## TEXT PROVIDED:
::::

How to Build a Video Scene Detector that Runs in Your Browser
Build a client-side scene detector using MediaBunny.js and statistical analysis. Process videos frame-by-frame without sending data to a server.
Patrick the AI Engineer
Table of Contents
You're building a video editing app and need to help users find scene changes in hour-long videos. Sending everything to your server is expensive and slow. What if the browser could do the work instead?
We're going to build a scene detector that runs entirely client-side using MediaBunny.js, a WebAssembly-powered video toolkit. The video never leaves the user's device, there's no upload time, and you don't pay for server compute.
The basic idea is simple: compare each frame to the previous one. When they're very different, you've found a scene change. Let's start by comparing two frames.
function calculateMAFD(frame1: ImageData, frame2: ImageData): number {
const data1 = frame1.data
const data2 = frame2.data
let diff = 0
for (let i = 0; i < data1.length; i += 4) {
const gray1 = (299 * data1[i] + 587 * data1[i + 1] + 114 * data1[i + 2]) / 1000
const gray2 = (299 * data2[i] + 587 * data2[i + 1] + 114 * data2[i + 2]) / 1000
diff += Math.abs(gray1 - gray2)
}
return diff / (frame1.width * frame1.height)
}
This loops through every pixel in RGBA format (4 values per pixel), converts to grayscale, and calculates the absolute difference. We're using integer math (scaled by 1000) to avoid floating-point operations. The result is normalized by the total pixel count, giving us a single number that represents how different the frames are.
But here's the problem: what's a "big" difference? A video of someone talking has small frame-to-frame changes. An action movie has constant motion. If you use a fixed threshold, you'll miss scenes in one video and get false positives in the other.
The solution is to track recent differences and look for statistical outliers. Let's add mean and standard deviation calculations.
function calculateMean(values: number[]): number {
return values.reduce((sum, val) => sum + val, 0) / values.length
}
function calculateStdDev(values: number[], mean: number): number {
const sqDiffs = values.map(val => (val - mean) ** 2)

::::

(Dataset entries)
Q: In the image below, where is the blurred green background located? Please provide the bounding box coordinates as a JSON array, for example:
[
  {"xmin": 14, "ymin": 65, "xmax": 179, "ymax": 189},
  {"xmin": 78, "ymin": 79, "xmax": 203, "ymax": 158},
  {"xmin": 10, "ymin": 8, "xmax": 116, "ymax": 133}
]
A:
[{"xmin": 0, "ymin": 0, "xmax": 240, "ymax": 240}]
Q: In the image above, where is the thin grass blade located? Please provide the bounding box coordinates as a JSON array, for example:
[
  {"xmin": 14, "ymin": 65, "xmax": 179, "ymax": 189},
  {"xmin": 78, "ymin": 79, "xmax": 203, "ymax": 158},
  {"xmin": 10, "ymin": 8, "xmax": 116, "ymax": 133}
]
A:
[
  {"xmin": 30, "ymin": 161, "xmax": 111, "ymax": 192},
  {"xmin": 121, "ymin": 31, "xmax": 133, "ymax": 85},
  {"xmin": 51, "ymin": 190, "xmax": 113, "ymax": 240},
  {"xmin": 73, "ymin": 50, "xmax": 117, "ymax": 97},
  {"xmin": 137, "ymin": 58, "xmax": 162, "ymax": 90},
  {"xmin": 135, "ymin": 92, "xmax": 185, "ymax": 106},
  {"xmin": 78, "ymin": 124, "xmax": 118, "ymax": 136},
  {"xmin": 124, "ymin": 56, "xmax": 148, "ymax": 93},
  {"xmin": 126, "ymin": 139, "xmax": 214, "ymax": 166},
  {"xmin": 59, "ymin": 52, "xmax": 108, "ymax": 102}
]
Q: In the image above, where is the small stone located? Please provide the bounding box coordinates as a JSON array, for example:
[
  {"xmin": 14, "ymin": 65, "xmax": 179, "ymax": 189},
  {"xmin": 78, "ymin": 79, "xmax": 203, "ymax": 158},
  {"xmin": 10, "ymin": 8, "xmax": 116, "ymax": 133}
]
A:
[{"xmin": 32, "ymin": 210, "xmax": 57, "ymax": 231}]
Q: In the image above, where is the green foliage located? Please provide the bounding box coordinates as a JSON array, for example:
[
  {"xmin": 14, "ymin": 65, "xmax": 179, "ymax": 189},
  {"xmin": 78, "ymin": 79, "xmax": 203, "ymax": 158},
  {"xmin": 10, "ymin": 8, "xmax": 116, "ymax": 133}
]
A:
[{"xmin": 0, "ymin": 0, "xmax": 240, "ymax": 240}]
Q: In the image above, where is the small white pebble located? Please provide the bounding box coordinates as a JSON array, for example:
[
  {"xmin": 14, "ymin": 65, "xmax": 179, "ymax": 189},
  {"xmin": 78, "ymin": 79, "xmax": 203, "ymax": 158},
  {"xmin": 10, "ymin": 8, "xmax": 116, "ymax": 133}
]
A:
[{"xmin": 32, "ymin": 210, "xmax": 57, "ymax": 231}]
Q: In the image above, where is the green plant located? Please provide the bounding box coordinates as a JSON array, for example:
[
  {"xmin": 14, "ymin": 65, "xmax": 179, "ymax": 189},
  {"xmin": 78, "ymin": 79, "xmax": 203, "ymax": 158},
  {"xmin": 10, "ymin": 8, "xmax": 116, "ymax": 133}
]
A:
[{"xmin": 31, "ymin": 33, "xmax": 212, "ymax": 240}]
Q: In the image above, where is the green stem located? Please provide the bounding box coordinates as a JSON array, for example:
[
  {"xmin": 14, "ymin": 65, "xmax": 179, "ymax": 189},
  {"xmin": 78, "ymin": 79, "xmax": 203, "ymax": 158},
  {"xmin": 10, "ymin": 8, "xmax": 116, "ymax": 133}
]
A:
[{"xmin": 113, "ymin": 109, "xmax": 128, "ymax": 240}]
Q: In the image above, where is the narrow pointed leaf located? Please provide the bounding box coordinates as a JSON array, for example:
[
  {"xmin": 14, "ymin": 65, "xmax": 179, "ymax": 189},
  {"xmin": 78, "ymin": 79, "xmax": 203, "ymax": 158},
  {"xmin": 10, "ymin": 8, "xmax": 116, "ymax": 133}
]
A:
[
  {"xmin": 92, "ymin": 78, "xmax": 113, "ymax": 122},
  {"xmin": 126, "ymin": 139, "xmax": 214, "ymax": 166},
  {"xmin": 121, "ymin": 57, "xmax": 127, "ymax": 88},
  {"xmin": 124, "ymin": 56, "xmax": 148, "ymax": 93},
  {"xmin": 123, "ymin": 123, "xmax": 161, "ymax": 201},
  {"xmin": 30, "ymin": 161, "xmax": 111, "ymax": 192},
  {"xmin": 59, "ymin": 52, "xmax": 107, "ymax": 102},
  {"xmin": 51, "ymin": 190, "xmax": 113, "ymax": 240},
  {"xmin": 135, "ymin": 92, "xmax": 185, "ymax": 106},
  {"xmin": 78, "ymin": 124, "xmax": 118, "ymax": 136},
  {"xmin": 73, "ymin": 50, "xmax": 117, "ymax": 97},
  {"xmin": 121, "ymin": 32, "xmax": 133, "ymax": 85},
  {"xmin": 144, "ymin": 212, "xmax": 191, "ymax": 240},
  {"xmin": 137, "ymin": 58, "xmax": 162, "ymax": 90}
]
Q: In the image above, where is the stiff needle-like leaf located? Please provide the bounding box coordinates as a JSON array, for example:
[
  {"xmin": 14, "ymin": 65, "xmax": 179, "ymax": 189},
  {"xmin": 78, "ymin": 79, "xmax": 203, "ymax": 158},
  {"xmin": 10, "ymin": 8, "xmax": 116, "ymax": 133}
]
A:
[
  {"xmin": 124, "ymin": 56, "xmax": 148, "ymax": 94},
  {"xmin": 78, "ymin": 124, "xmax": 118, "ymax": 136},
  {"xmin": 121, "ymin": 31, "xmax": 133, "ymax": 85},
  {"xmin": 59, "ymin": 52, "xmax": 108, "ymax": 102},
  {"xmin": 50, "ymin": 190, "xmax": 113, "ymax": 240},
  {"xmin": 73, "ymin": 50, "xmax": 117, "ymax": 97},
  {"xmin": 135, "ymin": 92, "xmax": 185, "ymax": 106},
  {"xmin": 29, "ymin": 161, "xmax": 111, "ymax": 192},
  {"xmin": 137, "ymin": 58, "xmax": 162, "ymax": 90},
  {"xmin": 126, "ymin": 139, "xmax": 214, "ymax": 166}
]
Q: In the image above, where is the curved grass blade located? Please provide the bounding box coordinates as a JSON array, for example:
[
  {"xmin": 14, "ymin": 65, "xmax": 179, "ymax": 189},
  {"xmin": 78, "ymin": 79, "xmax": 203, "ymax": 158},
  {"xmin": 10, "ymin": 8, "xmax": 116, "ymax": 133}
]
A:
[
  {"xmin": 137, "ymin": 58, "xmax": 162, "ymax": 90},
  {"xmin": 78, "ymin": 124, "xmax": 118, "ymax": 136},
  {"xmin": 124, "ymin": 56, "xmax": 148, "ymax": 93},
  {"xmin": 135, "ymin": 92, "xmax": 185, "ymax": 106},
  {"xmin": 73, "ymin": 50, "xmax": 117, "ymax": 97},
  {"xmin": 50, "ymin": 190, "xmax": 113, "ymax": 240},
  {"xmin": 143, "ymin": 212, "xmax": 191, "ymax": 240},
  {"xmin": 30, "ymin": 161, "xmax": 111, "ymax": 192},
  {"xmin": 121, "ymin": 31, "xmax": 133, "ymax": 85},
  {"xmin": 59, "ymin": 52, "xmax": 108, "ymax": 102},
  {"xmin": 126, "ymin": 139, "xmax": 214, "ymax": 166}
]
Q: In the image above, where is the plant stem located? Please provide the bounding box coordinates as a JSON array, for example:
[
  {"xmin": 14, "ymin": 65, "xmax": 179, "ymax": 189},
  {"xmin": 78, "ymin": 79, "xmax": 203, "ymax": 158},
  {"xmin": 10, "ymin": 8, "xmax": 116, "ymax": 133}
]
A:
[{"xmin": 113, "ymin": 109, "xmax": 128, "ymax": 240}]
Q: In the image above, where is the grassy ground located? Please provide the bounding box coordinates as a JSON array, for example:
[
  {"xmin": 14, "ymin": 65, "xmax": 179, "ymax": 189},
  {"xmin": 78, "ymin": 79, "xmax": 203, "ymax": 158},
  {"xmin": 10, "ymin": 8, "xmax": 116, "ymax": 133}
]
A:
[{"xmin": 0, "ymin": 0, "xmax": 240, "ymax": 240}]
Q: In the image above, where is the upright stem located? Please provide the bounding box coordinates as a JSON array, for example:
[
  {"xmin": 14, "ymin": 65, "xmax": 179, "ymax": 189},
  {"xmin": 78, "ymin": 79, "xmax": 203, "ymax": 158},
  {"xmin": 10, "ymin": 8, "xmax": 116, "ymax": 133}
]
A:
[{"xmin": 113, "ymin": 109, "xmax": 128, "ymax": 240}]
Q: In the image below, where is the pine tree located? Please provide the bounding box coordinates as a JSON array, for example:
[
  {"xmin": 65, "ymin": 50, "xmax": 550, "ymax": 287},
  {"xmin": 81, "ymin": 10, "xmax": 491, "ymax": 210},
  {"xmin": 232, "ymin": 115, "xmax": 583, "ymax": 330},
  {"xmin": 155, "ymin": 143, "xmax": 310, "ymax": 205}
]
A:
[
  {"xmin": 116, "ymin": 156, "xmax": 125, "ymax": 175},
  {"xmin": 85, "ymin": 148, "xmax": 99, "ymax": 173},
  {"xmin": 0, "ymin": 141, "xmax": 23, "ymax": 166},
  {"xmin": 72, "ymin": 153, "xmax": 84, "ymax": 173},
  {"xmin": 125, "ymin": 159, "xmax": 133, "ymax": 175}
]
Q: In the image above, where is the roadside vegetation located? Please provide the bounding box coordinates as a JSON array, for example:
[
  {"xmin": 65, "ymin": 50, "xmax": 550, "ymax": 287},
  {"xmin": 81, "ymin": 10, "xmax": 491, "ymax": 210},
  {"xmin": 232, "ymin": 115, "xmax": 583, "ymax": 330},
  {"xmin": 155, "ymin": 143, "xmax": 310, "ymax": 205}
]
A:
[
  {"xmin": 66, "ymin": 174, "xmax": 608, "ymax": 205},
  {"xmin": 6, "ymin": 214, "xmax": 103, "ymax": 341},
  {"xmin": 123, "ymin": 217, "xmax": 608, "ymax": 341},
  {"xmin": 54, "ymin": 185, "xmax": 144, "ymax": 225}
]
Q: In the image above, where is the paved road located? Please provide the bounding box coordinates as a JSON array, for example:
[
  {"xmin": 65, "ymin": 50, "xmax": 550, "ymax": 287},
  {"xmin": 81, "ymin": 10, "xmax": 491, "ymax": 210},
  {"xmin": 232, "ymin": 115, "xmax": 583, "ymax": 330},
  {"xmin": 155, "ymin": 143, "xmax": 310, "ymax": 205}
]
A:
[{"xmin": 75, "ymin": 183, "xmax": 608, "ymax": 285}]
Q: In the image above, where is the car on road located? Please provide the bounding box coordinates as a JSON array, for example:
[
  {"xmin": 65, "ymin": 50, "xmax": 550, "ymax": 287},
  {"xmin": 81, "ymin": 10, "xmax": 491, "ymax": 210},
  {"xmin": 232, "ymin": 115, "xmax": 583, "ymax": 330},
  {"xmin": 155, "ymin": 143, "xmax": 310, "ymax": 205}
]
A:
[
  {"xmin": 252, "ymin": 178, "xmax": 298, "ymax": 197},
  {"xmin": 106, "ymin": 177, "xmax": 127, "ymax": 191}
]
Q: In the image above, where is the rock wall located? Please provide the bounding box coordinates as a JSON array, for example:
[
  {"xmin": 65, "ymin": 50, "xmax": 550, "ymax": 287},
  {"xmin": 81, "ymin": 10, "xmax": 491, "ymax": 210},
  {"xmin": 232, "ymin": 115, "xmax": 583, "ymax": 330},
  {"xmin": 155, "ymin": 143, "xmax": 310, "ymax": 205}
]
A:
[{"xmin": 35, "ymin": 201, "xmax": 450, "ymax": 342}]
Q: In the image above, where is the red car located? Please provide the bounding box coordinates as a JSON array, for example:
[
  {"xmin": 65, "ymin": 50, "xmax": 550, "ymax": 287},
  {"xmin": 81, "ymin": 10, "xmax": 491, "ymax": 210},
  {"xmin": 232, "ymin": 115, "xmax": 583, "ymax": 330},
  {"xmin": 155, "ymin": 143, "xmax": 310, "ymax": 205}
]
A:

::::

## TASKS:
- 1) Answer these questions about the browser scene detector tutorial:
(a) How does the tutorial describe MediaBunny.js?
(b) Why does the frame comparison code use integer math scaled by 1000?
(c) What happens, according to the tutorial, if you use a fixed threshold?
- 2) Could you extend the browser scene detector tutorial from the point where it stops?
The rows come from a separate source, unrelated to the text.

## RESULTS OF THE EXERCISE:
- 1)
(a) It is a WebAssembly-powered video toolkit.
(b) To avoid floating-point operations.
(c) You'll miss scenes in one video and get false positives in the other.

- 2)
return Math.sqrt(sqDiffs.reduce((sum, val) => sum + val, 0) / values.length)
}
Nothing fancy here, just standard statistics. Now let's use these to detect scene changes.
We'll keep a sliding window of the last 60 frame differences (6 seconds at 10fps). When a new difference is more than 3 standard deviations above the mean, that's a scene change.
const WINDOW_SIZE = 60
const mafdValues: number[] = []
let previousFrame: ImageData | null = null
function processFrame(currentFrame: ImageData) {
if (!previousFrame) {
previousFrame = currentFrame
return false
}
const diff = calculateMAFD(previousFrame, currentFrame)
previousFrame = currentFrame
if (mafdValues.length < WINDOW_SIZE) {
mafdValues.push(diff)
return false
}
const mean = calculateMean(mafdValues)
const stdDev = calculateStdDev(mafdValues, mean)
const isSceneChange = stdDev > 0.1 && Math.abs(diff - mean) / stdDev > 3
if (isSceneChange) {
mafdValues.length = 0
} else {
mafdValues.push(diff)
mafdValues.shift()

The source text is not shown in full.